Extracted text |
== Segment start ==
The first issue is retrieval and compliance. A docstring sitting on the same function is the best case for specification proximity. An external policy document, a requirements file, a Confluence page is a much weaker guarantee. The agent needs to find it, read it, and apply it faithfully. Anyone who has watched an AI agent work at scale knows that is not a safe assumption. Agents read context selectively. They produce plausible output that satisfies surface checks without necessarily following the rule they were given. I have seen this enough times firsthand to know I cannot treat documentation-as-specification as reliable ground truth.
The second issue is drift. Docstrings are not executable. They do not fail when the code diverges from them. A function can be refactored, a business rule can change, an edge case can be added, and the docstring sits there describing what the function used to do, confidently, in present tense. Every codebase accumulates this. The reviewer checking code against a stale docstring is not checking against intent. It is checking against what someone intended when they first wrote it.
A BDD scenario cannot drift silently. When the system stops behaving the way the scenario describes, the scenario fails. The build stops. The divergence is visible immediately. That is not a property of documentation. It is a property of executable specifications. The difference is not one of quality or discipline. It is structural.
== Segment end ==
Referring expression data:
== Segment start ==
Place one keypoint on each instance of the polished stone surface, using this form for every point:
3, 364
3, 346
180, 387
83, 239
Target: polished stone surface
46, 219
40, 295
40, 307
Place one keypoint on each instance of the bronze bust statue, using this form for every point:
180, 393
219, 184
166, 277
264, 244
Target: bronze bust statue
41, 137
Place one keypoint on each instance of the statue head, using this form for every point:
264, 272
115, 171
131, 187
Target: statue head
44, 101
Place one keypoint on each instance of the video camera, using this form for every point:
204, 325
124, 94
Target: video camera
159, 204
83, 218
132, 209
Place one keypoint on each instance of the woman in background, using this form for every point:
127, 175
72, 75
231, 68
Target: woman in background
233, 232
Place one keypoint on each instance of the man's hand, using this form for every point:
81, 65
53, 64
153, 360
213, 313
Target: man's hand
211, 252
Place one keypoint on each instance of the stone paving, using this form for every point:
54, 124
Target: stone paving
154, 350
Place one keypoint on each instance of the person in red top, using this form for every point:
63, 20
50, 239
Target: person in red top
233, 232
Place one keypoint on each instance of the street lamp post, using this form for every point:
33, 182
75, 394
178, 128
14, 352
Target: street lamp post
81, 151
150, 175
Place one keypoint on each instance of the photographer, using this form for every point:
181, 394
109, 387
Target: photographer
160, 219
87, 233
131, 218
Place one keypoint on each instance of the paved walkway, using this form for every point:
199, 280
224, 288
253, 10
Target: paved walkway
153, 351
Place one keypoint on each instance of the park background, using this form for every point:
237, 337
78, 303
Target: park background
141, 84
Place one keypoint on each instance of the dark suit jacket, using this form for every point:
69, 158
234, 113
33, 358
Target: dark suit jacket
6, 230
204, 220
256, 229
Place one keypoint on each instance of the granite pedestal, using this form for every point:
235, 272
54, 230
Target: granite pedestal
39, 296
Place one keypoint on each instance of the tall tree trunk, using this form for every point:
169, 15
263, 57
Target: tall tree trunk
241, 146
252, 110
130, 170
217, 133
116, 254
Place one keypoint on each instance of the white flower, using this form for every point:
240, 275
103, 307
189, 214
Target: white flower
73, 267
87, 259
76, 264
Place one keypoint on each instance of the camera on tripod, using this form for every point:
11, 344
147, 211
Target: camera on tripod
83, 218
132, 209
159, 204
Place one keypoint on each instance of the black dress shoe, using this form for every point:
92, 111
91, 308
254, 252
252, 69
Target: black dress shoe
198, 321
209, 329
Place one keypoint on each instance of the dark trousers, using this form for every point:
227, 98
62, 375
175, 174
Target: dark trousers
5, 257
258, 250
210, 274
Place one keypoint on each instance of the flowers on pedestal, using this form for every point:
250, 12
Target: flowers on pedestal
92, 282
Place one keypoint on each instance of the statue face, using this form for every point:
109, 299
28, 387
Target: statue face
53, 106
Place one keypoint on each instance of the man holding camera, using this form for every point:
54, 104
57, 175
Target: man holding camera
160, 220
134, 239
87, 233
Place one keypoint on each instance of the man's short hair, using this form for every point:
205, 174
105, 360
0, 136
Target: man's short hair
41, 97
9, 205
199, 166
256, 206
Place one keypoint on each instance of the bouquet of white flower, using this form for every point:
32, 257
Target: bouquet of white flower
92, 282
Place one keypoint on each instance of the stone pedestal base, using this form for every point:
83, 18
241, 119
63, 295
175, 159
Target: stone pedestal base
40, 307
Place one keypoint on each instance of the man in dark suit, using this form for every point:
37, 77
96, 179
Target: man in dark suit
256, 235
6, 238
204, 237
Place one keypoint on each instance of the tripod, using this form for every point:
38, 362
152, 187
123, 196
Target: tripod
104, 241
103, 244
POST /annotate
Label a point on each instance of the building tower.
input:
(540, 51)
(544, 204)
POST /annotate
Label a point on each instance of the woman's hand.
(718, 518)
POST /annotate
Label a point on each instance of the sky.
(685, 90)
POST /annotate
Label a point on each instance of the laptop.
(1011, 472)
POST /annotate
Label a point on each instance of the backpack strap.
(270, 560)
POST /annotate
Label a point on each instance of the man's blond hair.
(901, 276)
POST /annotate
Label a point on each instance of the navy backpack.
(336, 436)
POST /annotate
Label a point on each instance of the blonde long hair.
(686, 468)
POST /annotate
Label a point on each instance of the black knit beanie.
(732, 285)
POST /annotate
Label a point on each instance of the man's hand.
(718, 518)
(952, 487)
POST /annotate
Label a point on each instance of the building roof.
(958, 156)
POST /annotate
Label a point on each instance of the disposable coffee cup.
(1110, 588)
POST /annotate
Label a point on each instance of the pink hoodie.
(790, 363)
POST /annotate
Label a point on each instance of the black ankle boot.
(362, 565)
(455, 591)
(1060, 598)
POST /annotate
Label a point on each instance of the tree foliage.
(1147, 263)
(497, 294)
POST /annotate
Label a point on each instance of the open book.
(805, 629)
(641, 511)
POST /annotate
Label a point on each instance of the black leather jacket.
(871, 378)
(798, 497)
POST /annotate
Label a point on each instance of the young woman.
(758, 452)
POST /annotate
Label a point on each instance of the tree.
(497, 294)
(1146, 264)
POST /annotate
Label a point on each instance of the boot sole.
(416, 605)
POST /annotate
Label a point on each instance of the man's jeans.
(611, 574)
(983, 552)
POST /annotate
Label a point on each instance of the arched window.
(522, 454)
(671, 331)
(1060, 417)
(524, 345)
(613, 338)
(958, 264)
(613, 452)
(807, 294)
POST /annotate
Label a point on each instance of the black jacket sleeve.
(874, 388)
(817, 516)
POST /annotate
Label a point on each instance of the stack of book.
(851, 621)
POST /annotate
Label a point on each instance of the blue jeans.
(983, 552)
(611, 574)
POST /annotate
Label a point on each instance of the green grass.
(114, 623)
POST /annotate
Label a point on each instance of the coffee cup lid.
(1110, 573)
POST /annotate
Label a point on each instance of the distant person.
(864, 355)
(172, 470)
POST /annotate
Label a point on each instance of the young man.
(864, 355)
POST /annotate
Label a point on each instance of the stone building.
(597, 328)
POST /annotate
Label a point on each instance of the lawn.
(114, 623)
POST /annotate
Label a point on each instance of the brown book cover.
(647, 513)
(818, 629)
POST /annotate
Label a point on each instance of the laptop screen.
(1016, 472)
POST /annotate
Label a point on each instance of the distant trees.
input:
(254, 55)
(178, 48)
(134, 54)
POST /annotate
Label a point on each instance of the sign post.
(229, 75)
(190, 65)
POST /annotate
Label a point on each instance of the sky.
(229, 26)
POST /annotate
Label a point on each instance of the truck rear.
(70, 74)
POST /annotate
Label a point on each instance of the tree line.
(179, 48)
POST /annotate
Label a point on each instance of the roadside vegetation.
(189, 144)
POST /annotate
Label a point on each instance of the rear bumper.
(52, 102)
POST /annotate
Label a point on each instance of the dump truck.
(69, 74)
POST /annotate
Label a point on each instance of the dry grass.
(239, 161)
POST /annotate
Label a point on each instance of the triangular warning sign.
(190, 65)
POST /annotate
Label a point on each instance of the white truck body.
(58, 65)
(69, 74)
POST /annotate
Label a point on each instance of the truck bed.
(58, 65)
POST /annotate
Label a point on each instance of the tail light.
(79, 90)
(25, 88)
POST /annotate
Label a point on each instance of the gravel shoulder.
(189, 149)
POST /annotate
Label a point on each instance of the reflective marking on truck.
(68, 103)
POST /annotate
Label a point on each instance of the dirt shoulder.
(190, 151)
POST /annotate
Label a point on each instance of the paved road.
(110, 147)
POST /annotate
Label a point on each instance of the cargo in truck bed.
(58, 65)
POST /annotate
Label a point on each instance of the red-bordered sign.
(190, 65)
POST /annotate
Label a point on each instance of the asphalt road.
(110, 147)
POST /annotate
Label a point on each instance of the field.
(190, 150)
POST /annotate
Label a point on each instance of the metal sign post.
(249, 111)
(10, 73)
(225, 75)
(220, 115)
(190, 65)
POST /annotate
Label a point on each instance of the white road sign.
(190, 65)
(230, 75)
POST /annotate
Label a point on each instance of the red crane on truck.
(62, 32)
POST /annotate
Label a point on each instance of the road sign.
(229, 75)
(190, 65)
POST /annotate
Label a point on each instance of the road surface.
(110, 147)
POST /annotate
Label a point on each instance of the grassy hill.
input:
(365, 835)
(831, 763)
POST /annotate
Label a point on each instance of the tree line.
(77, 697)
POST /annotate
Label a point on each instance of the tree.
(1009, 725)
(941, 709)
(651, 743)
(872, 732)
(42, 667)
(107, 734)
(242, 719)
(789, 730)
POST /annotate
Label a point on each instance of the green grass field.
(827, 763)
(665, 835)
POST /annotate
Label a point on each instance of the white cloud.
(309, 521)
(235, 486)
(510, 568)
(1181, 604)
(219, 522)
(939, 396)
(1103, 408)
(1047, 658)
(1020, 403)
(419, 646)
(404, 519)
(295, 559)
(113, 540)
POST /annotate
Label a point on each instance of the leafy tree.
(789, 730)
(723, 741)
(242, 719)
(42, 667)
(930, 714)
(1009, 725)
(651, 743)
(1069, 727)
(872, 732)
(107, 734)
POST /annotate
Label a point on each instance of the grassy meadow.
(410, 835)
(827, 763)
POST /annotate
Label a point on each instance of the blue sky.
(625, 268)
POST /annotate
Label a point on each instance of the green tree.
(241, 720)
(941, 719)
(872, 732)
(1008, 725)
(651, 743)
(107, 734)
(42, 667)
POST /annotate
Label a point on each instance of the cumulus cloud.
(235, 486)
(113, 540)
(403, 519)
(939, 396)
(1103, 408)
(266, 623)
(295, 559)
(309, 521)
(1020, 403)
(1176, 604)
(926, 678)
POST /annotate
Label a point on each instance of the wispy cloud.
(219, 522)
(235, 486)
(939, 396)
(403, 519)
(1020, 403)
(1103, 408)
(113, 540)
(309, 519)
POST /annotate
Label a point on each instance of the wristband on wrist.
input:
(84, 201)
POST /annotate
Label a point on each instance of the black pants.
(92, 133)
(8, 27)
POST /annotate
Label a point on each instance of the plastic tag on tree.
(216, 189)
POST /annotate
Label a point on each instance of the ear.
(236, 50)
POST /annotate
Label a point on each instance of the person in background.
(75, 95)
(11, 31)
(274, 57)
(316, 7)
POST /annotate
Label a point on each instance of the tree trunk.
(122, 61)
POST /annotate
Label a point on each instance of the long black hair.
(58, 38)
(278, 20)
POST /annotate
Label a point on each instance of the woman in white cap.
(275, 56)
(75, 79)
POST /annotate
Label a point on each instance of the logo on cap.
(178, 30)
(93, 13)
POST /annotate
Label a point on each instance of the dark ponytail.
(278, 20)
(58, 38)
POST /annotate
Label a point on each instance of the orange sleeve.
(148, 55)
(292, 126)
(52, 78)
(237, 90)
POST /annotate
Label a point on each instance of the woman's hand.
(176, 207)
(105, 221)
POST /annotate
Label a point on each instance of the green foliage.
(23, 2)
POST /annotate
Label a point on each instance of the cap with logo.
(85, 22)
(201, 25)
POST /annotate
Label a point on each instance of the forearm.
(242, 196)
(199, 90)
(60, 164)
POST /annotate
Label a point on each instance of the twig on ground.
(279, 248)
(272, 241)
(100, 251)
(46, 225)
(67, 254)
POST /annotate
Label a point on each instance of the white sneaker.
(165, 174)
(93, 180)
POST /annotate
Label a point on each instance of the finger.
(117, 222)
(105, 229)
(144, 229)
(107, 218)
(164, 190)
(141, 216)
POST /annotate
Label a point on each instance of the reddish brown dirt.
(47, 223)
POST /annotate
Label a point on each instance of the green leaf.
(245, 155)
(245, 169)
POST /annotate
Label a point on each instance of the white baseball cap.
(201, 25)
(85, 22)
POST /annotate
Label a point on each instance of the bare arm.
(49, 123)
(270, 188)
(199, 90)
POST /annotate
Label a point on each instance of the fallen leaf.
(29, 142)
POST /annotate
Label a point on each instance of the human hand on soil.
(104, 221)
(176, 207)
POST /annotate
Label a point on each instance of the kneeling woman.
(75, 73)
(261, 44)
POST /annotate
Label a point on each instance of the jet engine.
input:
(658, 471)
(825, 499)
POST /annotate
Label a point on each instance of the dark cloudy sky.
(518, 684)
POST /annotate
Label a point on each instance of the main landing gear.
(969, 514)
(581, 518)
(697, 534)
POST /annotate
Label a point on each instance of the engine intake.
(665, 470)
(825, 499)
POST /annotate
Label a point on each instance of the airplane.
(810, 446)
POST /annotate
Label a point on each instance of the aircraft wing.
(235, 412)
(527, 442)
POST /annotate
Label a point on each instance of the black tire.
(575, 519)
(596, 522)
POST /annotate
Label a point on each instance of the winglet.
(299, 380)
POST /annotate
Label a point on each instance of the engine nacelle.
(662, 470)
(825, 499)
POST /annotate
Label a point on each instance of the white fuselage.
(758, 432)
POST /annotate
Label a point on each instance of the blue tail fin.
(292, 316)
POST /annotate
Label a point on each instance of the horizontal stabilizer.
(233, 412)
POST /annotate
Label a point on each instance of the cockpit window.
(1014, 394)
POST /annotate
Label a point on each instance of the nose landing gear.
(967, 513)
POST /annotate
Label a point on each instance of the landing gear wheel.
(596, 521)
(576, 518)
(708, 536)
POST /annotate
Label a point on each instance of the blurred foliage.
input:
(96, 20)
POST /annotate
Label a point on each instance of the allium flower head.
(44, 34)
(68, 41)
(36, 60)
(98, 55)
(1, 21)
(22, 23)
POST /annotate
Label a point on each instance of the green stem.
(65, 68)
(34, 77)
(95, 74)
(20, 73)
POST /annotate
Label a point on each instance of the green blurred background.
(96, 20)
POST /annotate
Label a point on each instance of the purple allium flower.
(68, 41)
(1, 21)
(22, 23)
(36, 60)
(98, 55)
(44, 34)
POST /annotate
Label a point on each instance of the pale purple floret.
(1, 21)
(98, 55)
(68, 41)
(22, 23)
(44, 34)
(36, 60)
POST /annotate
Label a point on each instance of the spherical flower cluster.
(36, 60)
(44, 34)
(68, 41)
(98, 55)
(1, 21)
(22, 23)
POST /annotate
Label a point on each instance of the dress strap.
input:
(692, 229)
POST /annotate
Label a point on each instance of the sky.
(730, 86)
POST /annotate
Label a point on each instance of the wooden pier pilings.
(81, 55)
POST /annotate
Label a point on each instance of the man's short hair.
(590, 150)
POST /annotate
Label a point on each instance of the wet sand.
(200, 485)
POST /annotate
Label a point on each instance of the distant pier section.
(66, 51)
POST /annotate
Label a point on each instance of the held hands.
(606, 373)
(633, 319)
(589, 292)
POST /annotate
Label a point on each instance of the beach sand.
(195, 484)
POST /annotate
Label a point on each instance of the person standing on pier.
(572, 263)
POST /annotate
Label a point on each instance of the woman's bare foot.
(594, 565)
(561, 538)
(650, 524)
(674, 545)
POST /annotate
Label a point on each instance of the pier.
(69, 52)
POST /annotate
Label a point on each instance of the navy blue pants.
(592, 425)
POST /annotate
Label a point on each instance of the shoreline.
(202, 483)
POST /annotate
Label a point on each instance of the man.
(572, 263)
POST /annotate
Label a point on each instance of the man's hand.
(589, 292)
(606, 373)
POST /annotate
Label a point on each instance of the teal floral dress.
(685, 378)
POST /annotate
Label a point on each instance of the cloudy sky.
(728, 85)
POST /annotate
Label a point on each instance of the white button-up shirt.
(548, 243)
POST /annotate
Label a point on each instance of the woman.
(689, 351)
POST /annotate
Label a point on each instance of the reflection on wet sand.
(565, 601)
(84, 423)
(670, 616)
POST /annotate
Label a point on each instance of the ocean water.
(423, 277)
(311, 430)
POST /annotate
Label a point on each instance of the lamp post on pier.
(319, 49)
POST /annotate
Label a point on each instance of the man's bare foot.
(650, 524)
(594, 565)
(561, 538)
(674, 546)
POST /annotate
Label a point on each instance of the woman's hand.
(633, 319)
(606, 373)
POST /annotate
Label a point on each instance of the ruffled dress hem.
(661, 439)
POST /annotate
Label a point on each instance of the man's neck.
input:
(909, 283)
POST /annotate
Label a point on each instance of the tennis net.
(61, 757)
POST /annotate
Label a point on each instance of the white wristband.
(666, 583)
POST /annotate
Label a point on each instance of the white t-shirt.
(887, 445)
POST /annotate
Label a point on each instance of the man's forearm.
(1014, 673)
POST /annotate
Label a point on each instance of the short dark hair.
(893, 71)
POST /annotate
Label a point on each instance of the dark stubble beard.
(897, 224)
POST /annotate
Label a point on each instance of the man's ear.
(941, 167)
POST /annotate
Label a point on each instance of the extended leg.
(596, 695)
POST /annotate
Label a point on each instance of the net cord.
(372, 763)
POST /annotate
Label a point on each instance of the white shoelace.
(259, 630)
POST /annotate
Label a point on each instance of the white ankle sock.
== Segment end ==
Exercise details | Write out the passage on docstrings and executable specifications, word for word, taking everything from "A BDD scenario" down to "It is structural.".

Answer below |
A BDD scenario cannot drift silently. When the system stops behaving the way the scenario describes, the scenario fails. The build stops. The divergence is visible immediately. That is not a property of documentation. It is a property of executable specifications. The difference is not one of quality or discipline. It is structural.